== Given records

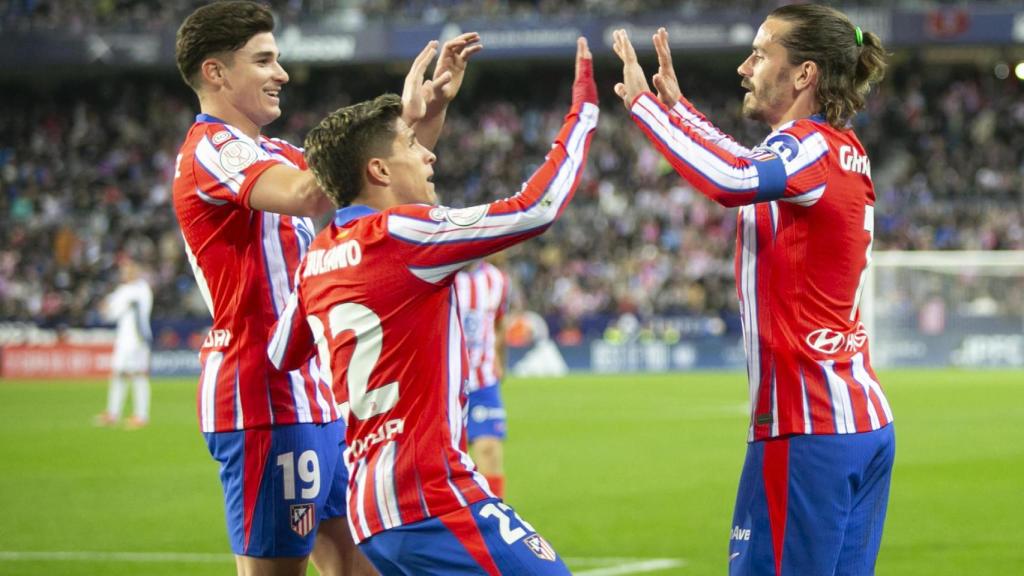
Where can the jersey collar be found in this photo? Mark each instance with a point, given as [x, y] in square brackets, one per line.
[349, 213]
[208, 118]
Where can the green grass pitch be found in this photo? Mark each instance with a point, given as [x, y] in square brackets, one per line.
[606, 467]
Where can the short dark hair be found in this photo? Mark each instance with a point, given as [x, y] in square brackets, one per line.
[339, 148]
[217, 28]
[846, 70]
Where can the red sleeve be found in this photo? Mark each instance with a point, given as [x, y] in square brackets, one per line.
[436, 242]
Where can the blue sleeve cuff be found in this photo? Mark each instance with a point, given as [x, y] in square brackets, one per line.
[771, 179]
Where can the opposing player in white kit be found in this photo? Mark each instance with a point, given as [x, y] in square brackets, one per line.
[129, 305]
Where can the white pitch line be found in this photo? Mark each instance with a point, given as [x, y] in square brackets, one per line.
[621, 566]
[654, 565]
[65, 556]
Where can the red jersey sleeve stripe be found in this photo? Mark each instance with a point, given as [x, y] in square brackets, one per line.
[504, 221]
[718, 174]
[689, 114]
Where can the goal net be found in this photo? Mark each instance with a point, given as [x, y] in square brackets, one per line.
[945, 309]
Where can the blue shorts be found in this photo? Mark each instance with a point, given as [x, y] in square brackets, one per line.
[486, 414]
[486, 538]
[279, 483]
[812, 504]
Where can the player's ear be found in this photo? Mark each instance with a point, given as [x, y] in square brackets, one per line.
[378, 172]
[807, 75]
[212, 71]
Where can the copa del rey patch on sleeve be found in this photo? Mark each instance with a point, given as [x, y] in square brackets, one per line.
[237, 155]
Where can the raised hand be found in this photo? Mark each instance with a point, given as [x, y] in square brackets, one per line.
[634, 82]
[451, 70]
[584, 88]
[665, 80]
[414, 100]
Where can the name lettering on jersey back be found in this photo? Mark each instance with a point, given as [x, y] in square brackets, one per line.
[343, 255]
[851, 161]
[384, 433]
[217, 339]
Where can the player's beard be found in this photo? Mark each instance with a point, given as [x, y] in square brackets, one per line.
[762, 99]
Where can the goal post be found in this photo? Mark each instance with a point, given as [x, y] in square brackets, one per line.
[962, 309]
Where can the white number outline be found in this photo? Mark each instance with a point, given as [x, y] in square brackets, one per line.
[369, 341]
[308, 467]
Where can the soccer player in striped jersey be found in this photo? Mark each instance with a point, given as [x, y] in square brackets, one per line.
[482, 290]
[375, 297]
[244, 203]
[814, 489]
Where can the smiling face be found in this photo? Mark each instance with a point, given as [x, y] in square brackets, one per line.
[411, 168]
[253, 78]
[767, 75]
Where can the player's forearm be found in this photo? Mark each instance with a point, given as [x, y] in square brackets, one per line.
[685, 111]
[550, 189]
[727, 179]
[285, 190]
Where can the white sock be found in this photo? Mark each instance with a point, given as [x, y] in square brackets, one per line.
[116, 396]
[140, 396]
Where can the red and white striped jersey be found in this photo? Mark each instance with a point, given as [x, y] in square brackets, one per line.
[244, 261]
[482, 291]
[803, 246]
[376, 299]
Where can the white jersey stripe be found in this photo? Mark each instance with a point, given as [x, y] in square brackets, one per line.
[710, 131]
[276, 271]
[808, 427]
[387, 499]
[774, 404]
[722, 173]
[455, 383]
[204, 288]
[842, 404]
[276, 274]
[360, 500]
[209, 199]
[437, 274]
[455, 376]
[281, 338]
[860, 376]
[749, 285]
[808, 198]
[540, 214]
[302, 410]
[858, 366]
[322, 401]
[209, 396]
[240, 417]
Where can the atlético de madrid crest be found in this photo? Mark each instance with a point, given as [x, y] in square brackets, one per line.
[303, 518]
[540, 547]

====

## Directions for this task
Repeat only the stretch of lines that begins at the line containing "Where can the white jersey" and ends at the last line above, both included.

## Written response
Where can the white jersey stripe be found in this photo? Mark each instance with a point, given as [x, y] in square brackets, one per line.
[710, 131]
[276, 271]
[808, 427]
[387, 499]
[774, 404]
[722, 173]
[455, 383]
[204, 288]
[842, 404]
[276, 274]
[360, 500]
[209, 199]
[437, 274]
[455, 376]
[281, 338]
[860, 376]
[749, 285]
[808, 198]
[540, 214]
[302, 410]
[858, 366]
[322, 401]
[209, 396]
[240, 417]
Where can the atlético de madrid crest be found in this photo? Mark each instance with a point, given as [x, y] in square brackets, one per line.
[303, 518]
[540, 547]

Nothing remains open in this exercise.